▶ [設問]
a. 本文について、次の問いに答えてください。
(i) 装置に使われたパーツの総数と、最も小さいパーツの大きさは?
(ii) セイコーがブランドミュージックビデオ『Art of Time』の公開を始めたのはいつから?
(iii) やくしまるえつこが歌うオリジナル曲を手掛けたのは誰?
b. 本文のうち、「ピンセットでつまみまげられた極小サイズのカチンコで動画がスタート」を含む語句で始まり「類のパーツの名前なのだから。」で終わる部分を、「動画」を「映像」に置き換えて更新した形で示してください。

▶ [本文]
┄┄┄┄┄┄┄┄┄┄┄┄┄┄┄┄┄┄┄┄

ピタゴラ装置やOK Goでおなじみ。ほぼ全てが腕時計のパーツで作られた超精密なルーブ・ゴールドバーグ・マシンとは?
NHKのテレビ番組『ピタゴラスイッチ』に登場する「ピタゴラ装置」、あるいはアメリカのインディーロックバンド、OK Goの“This Too Shall Pass”のMVなどによって、すっかりお馴染みとなった感のある、いわゆる「ルーブ・ゴールドバーグ・マシン」。
手の込んだ「からくり」を設置し、それが次々と連動しながら最終的に何らかの作業を達成する装置。一般人によるささやかなものからアーティストや企業による大規模なものまで、古今東西、さまざまな装置の動画が世に溢れるなか、その精密さという意味では群を抜いた動画が登場した。ご存知、日本が誇る世界の時計メーカー「セイコー」が、3月14日より公開しているブランドミュージックビデオ『Art of Time』のことである。
セイコーのグループスローガンである「時代とハートを動かすSEIKO」をテーマに考えられたという今回のアイデア。ピンセットでつまみあげられた微細なカチンコの合図によって、ゆっくりとなめらかに動き始める細やかな装置。そして、静かに音楽が流れ出すなか、見ている者は、この装置が何によって作られているのか、だんだんと気づくことになる。そう、この装置は、我々が普段慣れ親しんでいる、腕時計にまつわるさまざまな部品によって組み上げられているのだ。
ピンセットでつまみまげられた極小サイズのカチンコで動画がスタート
ほぼ全て時計のパーツで作られたルーブ・ゴールドバーグ・マシン
実際にセイコーの機械式腕時計に使用されているという微細なパーツによって組み上げられた今回の装置。使用したパーツの総数は実に1200を超え、最も小さいものは0.7mmというのだから驚きだ。
時計部品だけではなく、時計を作るための工具なども使用されている
さらに注目すべきは、動画の要所要所で登場する、ピンセットを操る人々の存在。その繊細な指の動きによって、装置の働きを影ながら促す役割を担っている彼らもまた、実際にセイコーの腕時計職人として働いている人々なのだとか。なるほど納得の細やかな動き。
日頃、機械式時計を手がけている熟練時計職人も装置の一部となって登場
総勢47種類の時計パーツたちの好演を彩るのは、ミュージシャン・やくしまるえつこ
そして、動画の途中から流れ始める、やくしまるえつこの歌にも注目。ここで彼女が歌い上げているオリジナル曲は、何とセイコーグループCEO、服部真二が、自ら手掛けたものなのだとか。さらに、<急がないで一歩ずつ 一秒を大切に>といったフレーズが印象的なその歌詞は、セイコーグループの社員から公募したものを組み合わせたものであるという。
といった具合に、実際に現場で働く者たちの存在や技術、そして現場の声を反映しつつも、この動画の主役は、あくまでも「機械」。その証拠に、動画の最後、エンドールの部分で「Cast」として紹介されるのが、「アンクル受け」「かんぬき」「一番伝え車」「角穴車」「巻真」など、総勢47種類のパーツの名前なのだから。

┄┄┄┄┄┄┄┄┄┄┄┄┄┄┄┄┄┄┄┄

▶ [提供データ]
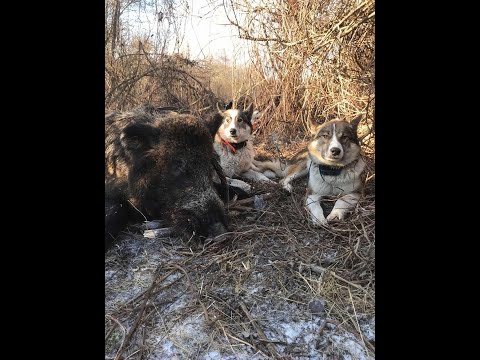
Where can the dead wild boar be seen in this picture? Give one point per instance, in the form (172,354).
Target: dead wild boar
(160,164)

┄┄┄┄┄┄┄┄┄┄┄┄┄┄┄┄┄┄┄┄

▶ [解答例]
a.
(i) 1200を超え、最も小さいものは0.7mm
(ii) 3月14日
(iii) セイコーグループCEOの服部真二

b.
ピンセットでつまみまげられた極小サイズのカチンコで映像がスタート
ほぼ全て時計のパーツで作られたルーブ・ゴールドバーグ・マシン
実際にセイコーの機械式腕時計に使用されているという微細なパーツによって組み上げられた今回の装置。使用したパーツの総数は実に1200を超え、最も小さいものは0.7mmというのだから驚きだ。
時計部品だけではなく、時計を作るための工具なども使用されている
さらに注目すべきは、映像の要所要所で登場する、ピンセットを操る人々の存在。その繊細な指の動きによって、装置の働きを影ながら促す役割を担っている彼らもまた、実際にセイコーの腕時計職人として働いている人々なのだとか。なるほど納得の細やかな動き。
日頃、機械式時計を手がけている熟練時計職人も装置の一部となって登場
総勢47種類の時計パーツたちの好演を彩るのは、ミュージシャン・やくしまるえつこ
そして、映像の途中から流れ始める、やくしまるえつこの歌にも注目。ここで彼女が歌い上げているオリジナル曲は、何とセイコーグループCEO、服部真二が、自ら手掛けたものなのだとか。さらに、<急がないで一歩ずつ 一秒を大切に>といったフレーズが印象的なその歌詞は、セイコーグループの社員から公募したものを組み合わせたものであるという。
といった具合に、実際に現場で働く者たちの存在や技術、そして現場の声を反映しつつも、この映像の主役は、あくまでも「機械」。その証拠に、映像の最後、エンドールの部分で「Cast」として紹介されるのが、「アンクル受け」「かんぬき」「一番伝え車」「角穴車」「巻真」など、総勢47種類のパーツの名前なのだから。